From the records that follow, give the number of lines that include the word "branch", with no further words.

Exercise data:
###
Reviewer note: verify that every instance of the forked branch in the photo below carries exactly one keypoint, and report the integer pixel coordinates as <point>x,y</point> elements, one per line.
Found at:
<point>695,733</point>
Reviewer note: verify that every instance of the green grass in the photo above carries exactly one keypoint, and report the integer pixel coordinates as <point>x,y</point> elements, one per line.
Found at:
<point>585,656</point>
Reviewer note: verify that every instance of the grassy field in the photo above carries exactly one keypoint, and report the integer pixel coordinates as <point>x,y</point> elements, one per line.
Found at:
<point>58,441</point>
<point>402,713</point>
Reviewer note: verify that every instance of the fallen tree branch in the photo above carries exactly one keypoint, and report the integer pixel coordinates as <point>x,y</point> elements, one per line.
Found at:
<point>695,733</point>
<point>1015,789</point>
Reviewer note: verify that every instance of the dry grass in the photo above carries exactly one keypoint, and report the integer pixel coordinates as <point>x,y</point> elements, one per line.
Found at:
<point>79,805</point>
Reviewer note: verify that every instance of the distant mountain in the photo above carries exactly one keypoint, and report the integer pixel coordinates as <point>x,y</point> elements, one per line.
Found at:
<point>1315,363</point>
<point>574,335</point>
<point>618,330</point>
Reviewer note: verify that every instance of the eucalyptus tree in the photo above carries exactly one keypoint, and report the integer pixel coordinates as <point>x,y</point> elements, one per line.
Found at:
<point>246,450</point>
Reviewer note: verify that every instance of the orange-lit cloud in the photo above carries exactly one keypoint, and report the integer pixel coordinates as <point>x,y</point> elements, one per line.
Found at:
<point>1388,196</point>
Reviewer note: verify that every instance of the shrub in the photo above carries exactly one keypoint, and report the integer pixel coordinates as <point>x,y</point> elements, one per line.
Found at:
###
Worked solution: 2